### Listed entries ###

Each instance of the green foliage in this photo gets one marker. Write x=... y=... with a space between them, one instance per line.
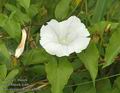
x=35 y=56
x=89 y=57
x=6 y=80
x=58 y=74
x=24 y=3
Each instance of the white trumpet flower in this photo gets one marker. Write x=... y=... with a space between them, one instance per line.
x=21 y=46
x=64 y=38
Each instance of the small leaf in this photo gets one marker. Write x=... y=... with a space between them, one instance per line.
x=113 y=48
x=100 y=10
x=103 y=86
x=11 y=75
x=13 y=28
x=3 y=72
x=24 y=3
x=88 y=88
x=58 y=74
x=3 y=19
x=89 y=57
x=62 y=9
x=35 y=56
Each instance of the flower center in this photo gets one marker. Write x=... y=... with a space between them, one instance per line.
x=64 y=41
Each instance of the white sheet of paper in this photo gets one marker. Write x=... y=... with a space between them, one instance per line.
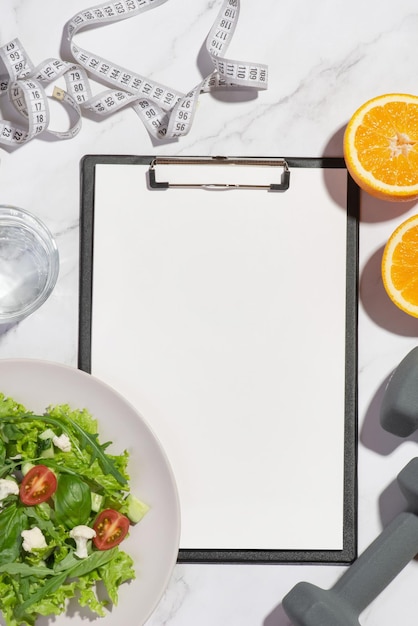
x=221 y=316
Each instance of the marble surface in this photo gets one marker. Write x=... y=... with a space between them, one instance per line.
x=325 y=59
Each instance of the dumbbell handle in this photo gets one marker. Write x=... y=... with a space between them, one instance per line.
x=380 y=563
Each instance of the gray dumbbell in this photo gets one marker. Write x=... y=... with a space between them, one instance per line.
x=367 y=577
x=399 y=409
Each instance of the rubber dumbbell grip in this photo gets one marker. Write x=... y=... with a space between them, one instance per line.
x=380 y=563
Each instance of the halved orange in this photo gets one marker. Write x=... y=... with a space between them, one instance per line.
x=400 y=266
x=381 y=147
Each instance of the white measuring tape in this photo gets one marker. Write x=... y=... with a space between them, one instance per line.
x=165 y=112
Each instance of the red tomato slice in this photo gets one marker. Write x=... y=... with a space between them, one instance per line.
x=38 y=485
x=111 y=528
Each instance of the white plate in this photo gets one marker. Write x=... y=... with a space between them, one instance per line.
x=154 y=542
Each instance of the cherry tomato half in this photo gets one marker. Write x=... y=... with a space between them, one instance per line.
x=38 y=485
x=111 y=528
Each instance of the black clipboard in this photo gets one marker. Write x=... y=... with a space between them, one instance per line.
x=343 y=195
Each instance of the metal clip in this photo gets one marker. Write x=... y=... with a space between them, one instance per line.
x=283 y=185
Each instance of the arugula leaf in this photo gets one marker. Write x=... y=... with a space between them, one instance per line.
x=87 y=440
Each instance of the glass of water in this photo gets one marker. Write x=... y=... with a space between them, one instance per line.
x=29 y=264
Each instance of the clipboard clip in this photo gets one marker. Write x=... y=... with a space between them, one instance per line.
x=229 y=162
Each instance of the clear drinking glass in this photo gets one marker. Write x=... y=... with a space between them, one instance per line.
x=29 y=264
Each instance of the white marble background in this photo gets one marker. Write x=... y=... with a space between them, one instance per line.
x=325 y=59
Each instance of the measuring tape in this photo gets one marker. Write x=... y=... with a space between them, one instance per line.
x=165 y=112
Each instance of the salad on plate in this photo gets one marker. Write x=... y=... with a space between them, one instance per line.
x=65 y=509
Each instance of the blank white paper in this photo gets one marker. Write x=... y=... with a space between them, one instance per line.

###

• What to work on:
Please print every row above word for word, leaving out the pictures.

• Output for this exercise:
Each instance of the green foliage in this photo gets one marker. Write x=... y=... with a space between them, one instance per line.
x=35 y=56
x=89 y=57
x=6 y=80
x=58 y=74
x=24 y=3
Each instance of the white trumpet flower in this photo gets one marker. Write x=... y=... with a space between them, one instance per line.
x=21 y=46
x=64 y=38
Each instance of the small leaf in this photo gets one marker. Write x=... y=... with a space between them, one instance per line.
x=113 y=48
x=100 y=10
x=103 y=86
x=11 y=75
x=13 y=28
x=3 y=72
x=24 y=3
x=88 y=88
x=58 y=74
x=3 y=19
x=89 y=57
x=62 y=9
x=35 y=56
Each instance of the flower center in this photo gets one marker. Write x=... y=... with a space between them, one instance per line.
x=64 y=41
Each instance of the white sheet of paper in this photo gets one marker. Write x=... y=... with a space between them, one instance per line.
x=221 y=316
Each instance of the marble surface in this photo gets one marker. Write x=... y=... with a space between them, one instance per line.
x=325 y=59
Each instance of the dumbbell handle in this photo gets one marker. Write x=... y=... with a space between them, one instance per line.
x=380 y=563
Each instance of the gray dumbbell in this photo gets one marker. Write x=... y=... with a space between them, one instance per line.
x=367 y=577
x=399 y=409
Each instance of the rubber dumbbell grip in this photo gets one marker. Write x=... y=... with a space between them, one instance per line.
x=380 y=563
Each instance of the halved orange in this photo gets one marker. Write x=... y=... with a space between them, one instance per line.
x=400 y=266
x=381 y=147
Each instance of the white measuring tape in this photo gets one marker. Write x=... y=... with a space between them, one instance per line.
x=165 y=112
Each instance of the red tomato slice in this photo gets one marker. Write x=... y=... with a space between them, one instance per line.
x=38 y=485
x=111 y=528
Each instance of the white plate in this photo gets one marker. Write x=... y=... with a space between them, one instance per line.
x=154 y=542
Each instance of the cherry tomato half in this photo gets one marker. Write x=... y=... with a space between them, one instance per line.
x=38 y=485
x=111 y=528
Each instance of the black clipboard in this photo gets one marker. Write x=... y=... with a space between them, one instance per line.
x=343 y=195
Each instance of the metal clip in this photo gets one marker. Write x=... y=... with a space between them, one instance per line.
x=283 y=185
Each instance of the arugula leaf in this photo gets one marker. Write x=... y=... with a space between them, one instance per line.
x=87 y=440
Each instance of the glass of water in this photo gets one marker. Write x=... y=... with a space between them, one instance per line.
x=29 y=264
Each instance of the clipboard clip in this photo gets one marker. Write x=... y=... with a space between them, one instance per line.
x=229 y=162
Each instance of the clear drinking glass in this photo gets one marker. Write x=... y=... with a space between them, one instance per line.
x=29 y=264
Each instance of the white marble background in this photo gets one marker. Write x=... y=... with a space between them, one instance per line.
x=325 y=59
Each instance of the measuring tape in this photo gets one marker. Write x=... y=... with a space between them, one instance per line.
x=165 y=112
Each instance of the salad on plate in this photo gets one marker. Write x=... y=... with a space between them, one instance per line.
x=65 y=509
Each instance of the blank white paper in this photo gets one marker. Write x=... y=... with a space between them, one instance per line.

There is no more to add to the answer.